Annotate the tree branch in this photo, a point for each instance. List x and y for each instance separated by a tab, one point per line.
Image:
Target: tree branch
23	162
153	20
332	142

TASK DESCRIPTION>
Reproduce the lines above word for word, with nothing altered.

RESULT FOR THIS EXERCISE>
Annotate the tree branch in this photo, a point for each instance. List x and y for each instance separated by a tab, one point per line.
Image:
Target: tree branch
23	162
153	20
332	142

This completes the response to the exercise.